Collected data:
============================================================

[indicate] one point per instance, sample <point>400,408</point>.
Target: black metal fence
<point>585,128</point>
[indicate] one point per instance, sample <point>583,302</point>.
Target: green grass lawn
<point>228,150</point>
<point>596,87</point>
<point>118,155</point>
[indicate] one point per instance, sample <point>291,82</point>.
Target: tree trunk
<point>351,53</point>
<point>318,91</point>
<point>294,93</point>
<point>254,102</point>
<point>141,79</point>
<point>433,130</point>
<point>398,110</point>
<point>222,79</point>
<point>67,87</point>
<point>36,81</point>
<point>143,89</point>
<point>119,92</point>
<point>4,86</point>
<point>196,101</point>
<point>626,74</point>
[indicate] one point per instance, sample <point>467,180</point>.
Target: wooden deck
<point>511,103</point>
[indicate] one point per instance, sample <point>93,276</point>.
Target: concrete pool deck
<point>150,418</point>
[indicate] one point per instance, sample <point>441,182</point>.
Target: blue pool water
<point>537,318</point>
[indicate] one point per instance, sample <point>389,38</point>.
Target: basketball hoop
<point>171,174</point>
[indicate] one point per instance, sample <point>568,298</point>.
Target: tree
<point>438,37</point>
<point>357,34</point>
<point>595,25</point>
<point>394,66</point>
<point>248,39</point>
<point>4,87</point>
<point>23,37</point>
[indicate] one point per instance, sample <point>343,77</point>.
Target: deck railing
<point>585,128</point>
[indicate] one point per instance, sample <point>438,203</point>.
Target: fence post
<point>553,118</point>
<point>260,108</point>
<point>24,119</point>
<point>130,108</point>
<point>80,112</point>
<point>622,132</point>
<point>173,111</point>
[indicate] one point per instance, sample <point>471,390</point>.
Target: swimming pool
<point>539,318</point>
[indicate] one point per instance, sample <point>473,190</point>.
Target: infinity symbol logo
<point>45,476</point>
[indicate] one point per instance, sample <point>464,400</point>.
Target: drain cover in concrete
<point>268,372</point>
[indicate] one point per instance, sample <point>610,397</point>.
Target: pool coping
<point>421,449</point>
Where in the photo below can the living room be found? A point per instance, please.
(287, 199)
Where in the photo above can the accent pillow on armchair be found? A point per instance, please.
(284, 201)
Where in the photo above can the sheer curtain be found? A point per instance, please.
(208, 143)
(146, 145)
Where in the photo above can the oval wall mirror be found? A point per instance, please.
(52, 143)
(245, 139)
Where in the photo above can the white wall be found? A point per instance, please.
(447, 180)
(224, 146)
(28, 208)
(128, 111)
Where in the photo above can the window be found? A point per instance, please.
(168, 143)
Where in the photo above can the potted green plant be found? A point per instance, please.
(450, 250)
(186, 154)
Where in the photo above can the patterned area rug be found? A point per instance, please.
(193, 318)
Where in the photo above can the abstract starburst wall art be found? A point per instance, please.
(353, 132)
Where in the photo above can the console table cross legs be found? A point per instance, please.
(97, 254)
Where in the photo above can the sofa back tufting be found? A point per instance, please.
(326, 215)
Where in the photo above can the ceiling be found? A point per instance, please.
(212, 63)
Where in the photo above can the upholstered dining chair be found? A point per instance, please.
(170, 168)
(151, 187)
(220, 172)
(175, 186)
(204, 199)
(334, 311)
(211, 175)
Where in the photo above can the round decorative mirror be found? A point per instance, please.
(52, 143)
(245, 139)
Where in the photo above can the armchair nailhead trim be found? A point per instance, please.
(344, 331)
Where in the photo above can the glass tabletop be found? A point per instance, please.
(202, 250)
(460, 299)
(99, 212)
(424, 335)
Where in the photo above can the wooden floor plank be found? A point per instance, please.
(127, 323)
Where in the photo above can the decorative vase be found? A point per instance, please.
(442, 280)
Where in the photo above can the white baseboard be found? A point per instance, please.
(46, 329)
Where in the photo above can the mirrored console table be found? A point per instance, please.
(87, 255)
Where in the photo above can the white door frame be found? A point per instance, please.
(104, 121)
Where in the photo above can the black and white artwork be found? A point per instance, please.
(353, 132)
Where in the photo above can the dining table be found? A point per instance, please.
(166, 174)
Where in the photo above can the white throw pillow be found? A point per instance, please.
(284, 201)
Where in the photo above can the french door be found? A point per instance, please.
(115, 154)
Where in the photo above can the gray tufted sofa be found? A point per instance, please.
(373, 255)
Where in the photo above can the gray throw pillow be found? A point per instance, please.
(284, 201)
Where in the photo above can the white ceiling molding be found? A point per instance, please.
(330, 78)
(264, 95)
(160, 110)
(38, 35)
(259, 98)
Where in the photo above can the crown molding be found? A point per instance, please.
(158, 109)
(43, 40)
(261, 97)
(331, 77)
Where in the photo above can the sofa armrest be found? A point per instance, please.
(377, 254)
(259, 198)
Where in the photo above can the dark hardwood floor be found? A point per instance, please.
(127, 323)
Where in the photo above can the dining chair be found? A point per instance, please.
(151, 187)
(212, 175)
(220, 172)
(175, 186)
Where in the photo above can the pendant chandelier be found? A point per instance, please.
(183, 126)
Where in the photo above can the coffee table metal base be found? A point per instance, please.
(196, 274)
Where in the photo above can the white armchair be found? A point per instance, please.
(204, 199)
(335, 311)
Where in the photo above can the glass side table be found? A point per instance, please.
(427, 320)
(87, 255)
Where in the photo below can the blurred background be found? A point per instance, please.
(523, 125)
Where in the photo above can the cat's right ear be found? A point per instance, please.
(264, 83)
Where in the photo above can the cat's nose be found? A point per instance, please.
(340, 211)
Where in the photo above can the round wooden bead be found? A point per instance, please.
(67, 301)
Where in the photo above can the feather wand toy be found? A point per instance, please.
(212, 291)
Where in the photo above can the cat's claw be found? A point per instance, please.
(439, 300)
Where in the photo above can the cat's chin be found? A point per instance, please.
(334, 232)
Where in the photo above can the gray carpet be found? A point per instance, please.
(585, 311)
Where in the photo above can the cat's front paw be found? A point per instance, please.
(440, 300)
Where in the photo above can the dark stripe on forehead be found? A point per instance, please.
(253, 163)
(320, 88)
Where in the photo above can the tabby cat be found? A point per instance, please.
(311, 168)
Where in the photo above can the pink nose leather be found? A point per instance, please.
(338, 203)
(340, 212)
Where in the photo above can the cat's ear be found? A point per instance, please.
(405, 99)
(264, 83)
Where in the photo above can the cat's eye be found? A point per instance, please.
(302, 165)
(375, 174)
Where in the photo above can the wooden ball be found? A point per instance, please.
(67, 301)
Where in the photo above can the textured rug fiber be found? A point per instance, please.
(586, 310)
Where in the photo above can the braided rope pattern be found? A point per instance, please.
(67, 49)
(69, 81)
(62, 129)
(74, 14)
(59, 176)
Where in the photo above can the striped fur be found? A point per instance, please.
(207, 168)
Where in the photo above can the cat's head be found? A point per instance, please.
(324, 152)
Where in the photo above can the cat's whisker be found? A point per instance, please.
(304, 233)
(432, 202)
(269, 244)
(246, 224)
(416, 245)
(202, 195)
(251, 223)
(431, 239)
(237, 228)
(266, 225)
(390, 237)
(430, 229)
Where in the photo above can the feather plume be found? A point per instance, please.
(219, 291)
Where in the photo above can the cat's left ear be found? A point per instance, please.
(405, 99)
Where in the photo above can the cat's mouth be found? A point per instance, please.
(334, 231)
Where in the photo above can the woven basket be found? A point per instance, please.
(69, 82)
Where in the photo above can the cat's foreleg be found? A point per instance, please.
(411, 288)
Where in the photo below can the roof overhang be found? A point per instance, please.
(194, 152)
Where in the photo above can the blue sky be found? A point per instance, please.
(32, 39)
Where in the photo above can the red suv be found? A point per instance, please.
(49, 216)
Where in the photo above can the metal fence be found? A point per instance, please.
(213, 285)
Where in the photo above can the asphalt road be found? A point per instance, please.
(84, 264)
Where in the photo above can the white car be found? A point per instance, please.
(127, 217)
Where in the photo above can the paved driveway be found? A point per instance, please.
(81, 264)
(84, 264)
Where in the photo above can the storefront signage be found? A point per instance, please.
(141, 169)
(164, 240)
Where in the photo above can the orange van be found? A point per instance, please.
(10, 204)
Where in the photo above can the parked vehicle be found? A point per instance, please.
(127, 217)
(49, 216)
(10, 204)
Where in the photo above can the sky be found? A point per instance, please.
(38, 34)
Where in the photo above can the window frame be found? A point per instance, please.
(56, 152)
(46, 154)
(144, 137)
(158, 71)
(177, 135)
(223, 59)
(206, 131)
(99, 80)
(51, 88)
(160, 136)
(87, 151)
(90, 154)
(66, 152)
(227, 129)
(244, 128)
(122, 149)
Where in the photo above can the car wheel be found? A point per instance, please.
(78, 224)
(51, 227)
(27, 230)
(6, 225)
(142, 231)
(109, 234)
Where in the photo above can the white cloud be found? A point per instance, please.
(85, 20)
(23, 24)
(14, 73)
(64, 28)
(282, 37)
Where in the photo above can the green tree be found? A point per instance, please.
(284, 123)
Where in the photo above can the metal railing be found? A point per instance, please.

============================================================

■ **WHAT IS NEEDED**
All that is wanted is the set of lines from the one with "Where in the photo above can the parked" through the last line of the entries, both included, output exactly.

■ **RESPONSE TO THIS EXERCISE**
Where in the photo above can the parked vehicle be found? A point per instance, please.
(127, 217)
(49, 216)
(10, 204)
Where in the photo above can the sky be found? A point per instance, please.
(38, 34)
Where in the photo above can the window frame be found? A point per instance, please.
(56, 152)
(46, 154)
(144, 137)
(158, 71)
(177, 135)
(223, 59)
(206, 131)
(99, 80)
(51, 88)
(160, 136)
(87, 151)
(90, 154)
(66, 152)
(227, 129)
(244, 128)
(122, 149)
Where in the photo above can the car wheel be found? A point per instance, please.
(78, 224)
(51, 227)
(27, 230)
(6, 225)
(142, 231)
(109, 234)
Where in the photo above can the white cloud be found? A point per instance, please.
(85, 20)
(23, 24)
(14, 73)
(64, 28)
(282, 37)
Where in the photo above can the green tree be found? A point per instance, please.
(284, 123)
Where in the photo above can the metal railing be found? A point per instance, please.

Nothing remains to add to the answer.